[BEGIN SOURCE PASSAGE]

Port Darwin is an electoral division of the Legislative Assembly in the Northern Territory of Australia. It was first created in 1974, and is an entirely urban electorate, covering only 5 km² and taking in the Darwin central business district, as well as the suburb of Larrakeyah and part of Stuart Park. There were 5,699 people enrolled in the electorate as of August 2020.

Unlike most state and territory electorates based on CBDs, Port Darwin historically tilted conservative. For most of the first four decades of its existence, Port Darwin was a safe seat for the Country Liberal Party, although it was one of only two seats the party did not hold in the first parliament from 1974 to 1977. It was widely considered as CLP heartland, and was their safest seat in Darwin for many years. The strength of the CLP vote in the seat was seen at the 2000 by-election caused by the resignation of controversial former Chief Minister Shane Stone, when a struggling CLP still managed to easily fend off any challenge in the seat.

[END SOURCE PASSAGE]
[BEGIN STORED ROWS]

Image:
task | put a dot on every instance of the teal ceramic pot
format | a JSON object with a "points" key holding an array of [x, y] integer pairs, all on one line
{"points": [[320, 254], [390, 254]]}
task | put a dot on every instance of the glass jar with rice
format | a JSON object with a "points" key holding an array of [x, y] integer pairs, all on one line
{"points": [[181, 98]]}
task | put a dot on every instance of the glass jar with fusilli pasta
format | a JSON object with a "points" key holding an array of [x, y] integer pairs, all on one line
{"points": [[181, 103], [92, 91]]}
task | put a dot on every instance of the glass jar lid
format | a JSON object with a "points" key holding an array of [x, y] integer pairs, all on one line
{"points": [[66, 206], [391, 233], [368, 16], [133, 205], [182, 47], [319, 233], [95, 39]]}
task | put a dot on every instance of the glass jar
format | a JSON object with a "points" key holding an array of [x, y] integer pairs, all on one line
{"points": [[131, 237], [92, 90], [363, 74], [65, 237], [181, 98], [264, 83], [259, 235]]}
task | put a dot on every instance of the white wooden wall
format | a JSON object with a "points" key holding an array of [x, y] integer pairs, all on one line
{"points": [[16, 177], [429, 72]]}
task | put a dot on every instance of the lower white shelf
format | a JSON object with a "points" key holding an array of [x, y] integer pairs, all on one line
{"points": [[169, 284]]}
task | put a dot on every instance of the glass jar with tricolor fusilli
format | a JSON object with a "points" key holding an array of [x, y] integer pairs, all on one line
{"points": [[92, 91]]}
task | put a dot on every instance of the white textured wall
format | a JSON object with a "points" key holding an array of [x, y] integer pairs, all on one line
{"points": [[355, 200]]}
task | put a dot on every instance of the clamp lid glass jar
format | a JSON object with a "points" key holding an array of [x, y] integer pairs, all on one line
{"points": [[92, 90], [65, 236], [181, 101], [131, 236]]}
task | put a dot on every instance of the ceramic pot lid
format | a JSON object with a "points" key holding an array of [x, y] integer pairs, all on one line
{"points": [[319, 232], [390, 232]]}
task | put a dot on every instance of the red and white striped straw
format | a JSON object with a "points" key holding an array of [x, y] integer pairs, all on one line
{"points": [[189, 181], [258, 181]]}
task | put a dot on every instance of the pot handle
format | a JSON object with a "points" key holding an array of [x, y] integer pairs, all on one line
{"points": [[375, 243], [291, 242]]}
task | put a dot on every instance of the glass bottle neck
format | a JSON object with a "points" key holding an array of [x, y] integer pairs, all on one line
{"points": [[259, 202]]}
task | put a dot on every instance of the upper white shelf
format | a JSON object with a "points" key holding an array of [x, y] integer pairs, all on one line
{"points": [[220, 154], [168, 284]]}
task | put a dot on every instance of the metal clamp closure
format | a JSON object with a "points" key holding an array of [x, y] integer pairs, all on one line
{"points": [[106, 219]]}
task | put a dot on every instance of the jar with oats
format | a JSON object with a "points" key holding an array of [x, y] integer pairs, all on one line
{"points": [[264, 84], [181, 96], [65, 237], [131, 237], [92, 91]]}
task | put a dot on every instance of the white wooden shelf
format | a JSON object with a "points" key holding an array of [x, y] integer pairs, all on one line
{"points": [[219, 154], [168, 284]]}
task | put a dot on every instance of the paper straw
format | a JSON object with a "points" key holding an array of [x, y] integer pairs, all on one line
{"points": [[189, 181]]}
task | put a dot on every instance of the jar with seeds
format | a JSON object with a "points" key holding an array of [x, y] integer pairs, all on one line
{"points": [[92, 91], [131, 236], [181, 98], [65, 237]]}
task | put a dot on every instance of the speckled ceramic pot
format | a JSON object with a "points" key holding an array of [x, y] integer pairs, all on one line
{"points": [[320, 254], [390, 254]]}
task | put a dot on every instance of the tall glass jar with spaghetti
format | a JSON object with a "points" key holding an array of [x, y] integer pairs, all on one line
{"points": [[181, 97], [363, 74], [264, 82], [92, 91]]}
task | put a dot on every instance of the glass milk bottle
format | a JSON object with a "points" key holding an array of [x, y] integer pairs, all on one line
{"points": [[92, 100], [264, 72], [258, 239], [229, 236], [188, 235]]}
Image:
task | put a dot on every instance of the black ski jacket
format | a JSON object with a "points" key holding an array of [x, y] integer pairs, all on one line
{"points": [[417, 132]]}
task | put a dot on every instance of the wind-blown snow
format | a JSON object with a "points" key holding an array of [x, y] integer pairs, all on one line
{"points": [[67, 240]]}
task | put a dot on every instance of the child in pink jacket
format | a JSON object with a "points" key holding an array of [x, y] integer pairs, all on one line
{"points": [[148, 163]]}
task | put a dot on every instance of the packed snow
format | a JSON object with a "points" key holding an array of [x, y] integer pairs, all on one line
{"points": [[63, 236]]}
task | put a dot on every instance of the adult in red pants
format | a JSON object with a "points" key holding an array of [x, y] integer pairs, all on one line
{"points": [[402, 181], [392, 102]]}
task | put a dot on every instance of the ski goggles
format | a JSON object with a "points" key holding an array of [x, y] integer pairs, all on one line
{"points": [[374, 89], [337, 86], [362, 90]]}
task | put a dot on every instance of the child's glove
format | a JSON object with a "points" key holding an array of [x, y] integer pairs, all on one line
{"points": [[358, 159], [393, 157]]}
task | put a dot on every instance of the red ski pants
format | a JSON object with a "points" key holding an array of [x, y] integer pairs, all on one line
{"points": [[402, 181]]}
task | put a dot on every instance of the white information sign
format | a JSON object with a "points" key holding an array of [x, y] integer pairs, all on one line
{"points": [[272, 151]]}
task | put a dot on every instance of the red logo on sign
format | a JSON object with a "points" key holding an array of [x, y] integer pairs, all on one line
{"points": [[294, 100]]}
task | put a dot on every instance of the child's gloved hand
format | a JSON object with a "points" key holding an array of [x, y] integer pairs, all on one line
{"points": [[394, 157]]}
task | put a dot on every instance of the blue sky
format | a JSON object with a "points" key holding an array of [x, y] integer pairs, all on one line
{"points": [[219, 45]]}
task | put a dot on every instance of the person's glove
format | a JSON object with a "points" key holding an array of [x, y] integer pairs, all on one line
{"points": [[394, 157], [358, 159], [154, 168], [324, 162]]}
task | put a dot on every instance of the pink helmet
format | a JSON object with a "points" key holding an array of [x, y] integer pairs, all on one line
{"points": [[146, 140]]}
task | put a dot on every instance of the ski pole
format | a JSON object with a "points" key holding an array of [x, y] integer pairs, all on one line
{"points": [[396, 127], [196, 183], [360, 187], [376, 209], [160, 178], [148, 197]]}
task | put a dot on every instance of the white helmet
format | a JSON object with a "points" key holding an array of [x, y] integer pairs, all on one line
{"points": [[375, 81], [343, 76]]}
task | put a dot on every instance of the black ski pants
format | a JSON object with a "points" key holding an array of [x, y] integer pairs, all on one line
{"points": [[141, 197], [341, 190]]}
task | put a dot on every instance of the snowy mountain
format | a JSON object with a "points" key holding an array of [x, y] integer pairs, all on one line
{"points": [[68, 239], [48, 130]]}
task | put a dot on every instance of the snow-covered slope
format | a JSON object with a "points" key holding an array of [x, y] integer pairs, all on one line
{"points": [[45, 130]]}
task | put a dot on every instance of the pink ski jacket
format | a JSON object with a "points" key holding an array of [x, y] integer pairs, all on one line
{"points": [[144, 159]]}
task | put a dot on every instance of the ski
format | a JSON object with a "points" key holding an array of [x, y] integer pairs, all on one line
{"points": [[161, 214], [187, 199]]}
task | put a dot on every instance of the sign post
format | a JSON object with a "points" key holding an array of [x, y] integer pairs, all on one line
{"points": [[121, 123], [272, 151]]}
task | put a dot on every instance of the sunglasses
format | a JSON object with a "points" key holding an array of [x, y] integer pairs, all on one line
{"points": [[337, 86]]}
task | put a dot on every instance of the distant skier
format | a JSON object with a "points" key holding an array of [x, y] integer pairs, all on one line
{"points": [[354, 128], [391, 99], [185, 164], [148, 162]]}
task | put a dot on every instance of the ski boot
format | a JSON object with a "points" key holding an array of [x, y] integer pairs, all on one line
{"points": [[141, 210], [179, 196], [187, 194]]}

[END STORED ROWS]

REQUIRED TASKS ::
1. Translate this sentence from the Port Darwin passage into Spanish: "There were 5,699 people enrolled in the electorate as of August 2020."
2. Answer these from the Port Darwin passage:
(a) In what year was Port Darwin first created?
(b) For most of its first four decades, which party held Port Darwin as a safe seat?
(c) Whose resignation caused the 2000 by-election?
3. Reproduce everything in the Port Darwin passage from "Port Darwin is" down to "of August 2020.".

SOLVED TASKS ::
1. Había 5.699 personas inscritas en el distrito electoral en agosto de 2020.

2.
(a) 1974
(b) The Country Liberal Party
(c) Former Chief Minister Shane Stone's

3.
Port Darwin is an electoral division of the Legislative Assembly in the Northern Territory of Australia. It was first created in 1974, and is an entirely urban electorate, covering only 5 km² and taking in the Darwin central business district, as well as the suburb of Larrakeyah and part of Stuart Park. There were 5,699 people enrolled in the electorate as of August 2020.